(Records from a data source)
>> start

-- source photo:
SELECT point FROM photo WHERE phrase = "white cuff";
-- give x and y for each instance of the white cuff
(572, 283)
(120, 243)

>> end

**What the exercise asks**
Every entry above needs to be quoted exactly.

**Written answer**
-- source photo:
SELECT point FROM photo WHERE phrase = "white cuff";
-- give x and y for each instance of the white cuff
(572, 283)
(120, 243)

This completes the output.